→ Exercise materials:
+-------+

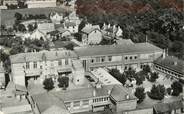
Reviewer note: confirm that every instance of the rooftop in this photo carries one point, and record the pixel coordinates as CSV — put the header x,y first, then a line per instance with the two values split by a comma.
x,y
172,63
82,93
116,49
40,56
120,93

+-------+

→ Task to carry out: Can you copy the data above word for word, leaving out the picture?

→ The reply:
Reviewer note: confirm that every instance of the rooftop in this photo carries one point, and record the pixel coordinates as CSV — put the header x,y first, then a line per instance with the two values split by a comma.
x,y
172,63
82,93
116,49
40,56
120,93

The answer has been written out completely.